═══ EXERCISE INPUT
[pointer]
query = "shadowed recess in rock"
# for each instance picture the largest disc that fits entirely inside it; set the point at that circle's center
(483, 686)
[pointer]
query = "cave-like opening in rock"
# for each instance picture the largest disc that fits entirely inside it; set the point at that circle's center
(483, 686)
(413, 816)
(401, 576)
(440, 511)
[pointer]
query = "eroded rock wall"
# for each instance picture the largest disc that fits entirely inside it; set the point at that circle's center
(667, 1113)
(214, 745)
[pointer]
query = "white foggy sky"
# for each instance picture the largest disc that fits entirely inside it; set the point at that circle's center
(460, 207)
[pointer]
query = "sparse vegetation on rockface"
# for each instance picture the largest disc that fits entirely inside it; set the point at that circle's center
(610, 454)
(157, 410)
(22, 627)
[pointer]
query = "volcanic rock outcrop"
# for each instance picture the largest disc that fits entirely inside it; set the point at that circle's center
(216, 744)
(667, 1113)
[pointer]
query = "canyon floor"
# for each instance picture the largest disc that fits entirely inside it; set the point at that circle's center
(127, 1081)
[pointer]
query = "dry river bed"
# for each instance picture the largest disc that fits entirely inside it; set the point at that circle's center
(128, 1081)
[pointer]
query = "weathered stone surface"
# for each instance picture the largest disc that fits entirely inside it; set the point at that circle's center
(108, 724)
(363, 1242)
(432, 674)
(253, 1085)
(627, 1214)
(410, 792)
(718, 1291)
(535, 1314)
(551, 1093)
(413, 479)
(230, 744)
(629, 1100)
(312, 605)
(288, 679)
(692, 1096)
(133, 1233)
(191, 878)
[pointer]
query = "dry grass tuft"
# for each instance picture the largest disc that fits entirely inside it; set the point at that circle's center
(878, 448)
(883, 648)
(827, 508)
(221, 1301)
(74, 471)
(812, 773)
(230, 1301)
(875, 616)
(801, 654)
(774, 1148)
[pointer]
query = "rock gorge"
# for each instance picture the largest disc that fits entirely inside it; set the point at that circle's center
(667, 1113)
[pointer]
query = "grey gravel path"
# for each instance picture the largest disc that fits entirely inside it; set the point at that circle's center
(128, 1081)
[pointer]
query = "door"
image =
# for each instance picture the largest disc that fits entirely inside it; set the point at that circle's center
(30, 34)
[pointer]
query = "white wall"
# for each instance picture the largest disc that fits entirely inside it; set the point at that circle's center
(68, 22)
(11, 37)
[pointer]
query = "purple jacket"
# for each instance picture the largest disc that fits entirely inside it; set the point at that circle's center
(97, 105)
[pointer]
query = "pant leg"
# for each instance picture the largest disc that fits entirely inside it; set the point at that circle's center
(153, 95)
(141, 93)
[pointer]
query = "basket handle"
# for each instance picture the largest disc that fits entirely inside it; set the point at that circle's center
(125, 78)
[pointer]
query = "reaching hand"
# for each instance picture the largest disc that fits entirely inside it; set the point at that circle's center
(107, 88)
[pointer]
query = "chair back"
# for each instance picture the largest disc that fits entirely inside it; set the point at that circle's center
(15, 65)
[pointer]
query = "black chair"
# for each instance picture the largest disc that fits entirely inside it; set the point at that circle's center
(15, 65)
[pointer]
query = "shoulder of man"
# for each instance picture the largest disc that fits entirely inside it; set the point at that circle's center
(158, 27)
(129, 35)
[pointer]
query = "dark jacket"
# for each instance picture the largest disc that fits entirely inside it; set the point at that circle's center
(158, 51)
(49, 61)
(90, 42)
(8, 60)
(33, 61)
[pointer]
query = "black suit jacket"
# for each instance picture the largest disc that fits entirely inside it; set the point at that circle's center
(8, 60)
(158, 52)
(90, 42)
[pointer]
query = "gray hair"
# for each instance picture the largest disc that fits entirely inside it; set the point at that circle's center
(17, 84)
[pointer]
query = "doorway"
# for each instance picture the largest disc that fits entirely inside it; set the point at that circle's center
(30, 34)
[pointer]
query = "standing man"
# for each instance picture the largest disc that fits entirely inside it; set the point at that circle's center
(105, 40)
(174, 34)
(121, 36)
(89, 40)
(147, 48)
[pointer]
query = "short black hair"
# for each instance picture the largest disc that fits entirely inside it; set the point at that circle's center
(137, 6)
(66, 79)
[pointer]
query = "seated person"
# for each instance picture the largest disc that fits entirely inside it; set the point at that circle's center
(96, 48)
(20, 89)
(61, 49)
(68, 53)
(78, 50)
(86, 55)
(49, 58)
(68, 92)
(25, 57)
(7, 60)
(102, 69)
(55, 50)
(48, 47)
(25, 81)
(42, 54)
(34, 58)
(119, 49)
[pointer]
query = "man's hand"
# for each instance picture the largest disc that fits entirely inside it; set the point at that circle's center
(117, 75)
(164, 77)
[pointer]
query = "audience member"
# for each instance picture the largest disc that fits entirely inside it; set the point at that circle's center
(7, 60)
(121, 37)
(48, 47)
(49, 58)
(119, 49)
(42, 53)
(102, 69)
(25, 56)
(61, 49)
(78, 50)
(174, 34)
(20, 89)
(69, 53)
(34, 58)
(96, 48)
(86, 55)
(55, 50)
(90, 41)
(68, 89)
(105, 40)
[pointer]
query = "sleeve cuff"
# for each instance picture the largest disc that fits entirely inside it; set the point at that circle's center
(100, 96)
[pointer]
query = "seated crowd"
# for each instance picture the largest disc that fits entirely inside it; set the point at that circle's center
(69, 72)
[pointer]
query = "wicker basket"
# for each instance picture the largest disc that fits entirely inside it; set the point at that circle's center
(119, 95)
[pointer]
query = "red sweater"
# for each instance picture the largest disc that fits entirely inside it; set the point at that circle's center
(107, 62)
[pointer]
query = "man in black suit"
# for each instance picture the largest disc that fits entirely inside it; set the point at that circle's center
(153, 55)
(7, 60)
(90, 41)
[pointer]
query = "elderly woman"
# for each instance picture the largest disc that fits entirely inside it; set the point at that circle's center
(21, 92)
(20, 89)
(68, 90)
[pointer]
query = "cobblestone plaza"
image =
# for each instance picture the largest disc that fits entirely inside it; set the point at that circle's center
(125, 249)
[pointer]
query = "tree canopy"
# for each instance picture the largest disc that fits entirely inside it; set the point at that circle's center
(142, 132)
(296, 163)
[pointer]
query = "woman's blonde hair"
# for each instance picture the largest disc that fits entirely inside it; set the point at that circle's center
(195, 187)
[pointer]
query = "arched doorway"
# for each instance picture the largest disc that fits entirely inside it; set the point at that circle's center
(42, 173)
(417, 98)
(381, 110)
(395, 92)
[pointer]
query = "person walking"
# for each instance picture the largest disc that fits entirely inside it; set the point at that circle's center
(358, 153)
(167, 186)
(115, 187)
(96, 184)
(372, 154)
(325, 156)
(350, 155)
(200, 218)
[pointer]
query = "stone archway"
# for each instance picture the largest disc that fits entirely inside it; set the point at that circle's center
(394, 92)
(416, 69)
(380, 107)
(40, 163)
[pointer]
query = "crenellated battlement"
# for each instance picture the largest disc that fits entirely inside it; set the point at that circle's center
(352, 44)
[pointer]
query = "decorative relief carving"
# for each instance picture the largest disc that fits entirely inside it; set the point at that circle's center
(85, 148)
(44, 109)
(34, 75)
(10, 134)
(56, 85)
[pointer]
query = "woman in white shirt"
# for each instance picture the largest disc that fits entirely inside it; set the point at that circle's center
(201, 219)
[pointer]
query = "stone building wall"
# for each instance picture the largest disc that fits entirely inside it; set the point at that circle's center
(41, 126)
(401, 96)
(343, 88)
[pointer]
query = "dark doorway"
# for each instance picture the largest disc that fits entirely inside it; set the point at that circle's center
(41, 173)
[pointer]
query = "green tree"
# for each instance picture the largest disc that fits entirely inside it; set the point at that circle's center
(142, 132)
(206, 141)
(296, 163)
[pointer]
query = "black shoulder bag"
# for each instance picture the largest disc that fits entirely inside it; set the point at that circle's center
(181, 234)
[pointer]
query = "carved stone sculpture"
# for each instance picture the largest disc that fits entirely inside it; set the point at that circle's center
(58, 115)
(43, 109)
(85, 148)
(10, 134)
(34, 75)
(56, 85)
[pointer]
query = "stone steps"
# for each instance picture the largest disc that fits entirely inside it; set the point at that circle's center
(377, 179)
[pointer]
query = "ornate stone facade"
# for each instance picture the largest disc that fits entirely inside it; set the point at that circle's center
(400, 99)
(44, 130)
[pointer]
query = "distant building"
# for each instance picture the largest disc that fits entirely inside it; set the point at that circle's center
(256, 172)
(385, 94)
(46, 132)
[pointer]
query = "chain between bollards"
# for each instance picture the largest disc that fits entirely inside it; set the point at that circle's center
══════
# TRY IT:
Across the data above, how many lines include the word "dark"? Give only the count.

# ANSWER BOX:
2